** begin SUPPLIED DATA **

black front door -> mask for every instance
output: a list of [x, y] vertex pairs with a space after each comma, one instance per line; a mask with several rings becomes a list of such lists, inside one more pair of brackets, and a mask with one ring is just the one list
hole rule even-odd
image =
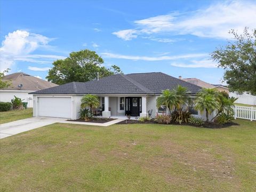
[[140, 98], [131, 98], [130, 101], [131, 115], [140, 116]]

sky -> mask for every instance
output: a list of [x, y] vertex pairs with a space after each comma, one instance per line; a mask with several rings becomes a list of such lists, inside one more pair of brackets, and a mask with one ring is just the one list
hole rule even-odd
[[255, 17], [255, 1], [0, 0], [0, 69], [45, 79], [53, 61], [89, 49], [124, 74], [219, 84], [210, 53], [233, 41], [230, 29], [256, 28]]

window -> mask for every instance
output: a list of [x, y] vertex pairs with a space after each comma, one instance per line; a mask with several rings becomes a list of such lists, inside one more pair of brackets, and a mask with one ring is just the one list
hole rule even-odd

** end SUPPLIED DATA **

• PROBLEM DESCRIPTION: Convert everything from the start of the items down to the line containing "29], [256, 28]]", inclusive, into a two-column CSV with the headers item_text and item_answer. Give one row per item, with each field in double quotes and line breaks replaced by spaces, and leave out the pictures.

• WRITTEN REPLY:
item_text,item_answer
"black front door -> mask for every instance output: a list of [x, y] vertex pairs with a space after each comma, one instance per line; a mask with several rings becomes a list of such lists, inside one more pair of brackets, and a mask with one ring is just the one list hole rule even-odd image =","[[140, 98], [131, 98], [130, 101], [131, 115], [140, 116]]"
"sky -> mask for every instance output: a list of [x, y] vertex pairs with a space after each comma, one instance per line; a mask with several rings becomes a list of such lists, inside one more pair of brackets, and a mask with one ring is just the one list hole rule even-odd","[[255, 17], [255, 1], [0, 0], [0, 69], [45, 79], [53, 61], [89, 49], [124, 74], [219, 84], [210, 53], [233, 41], [230, 29], [256, 28]]"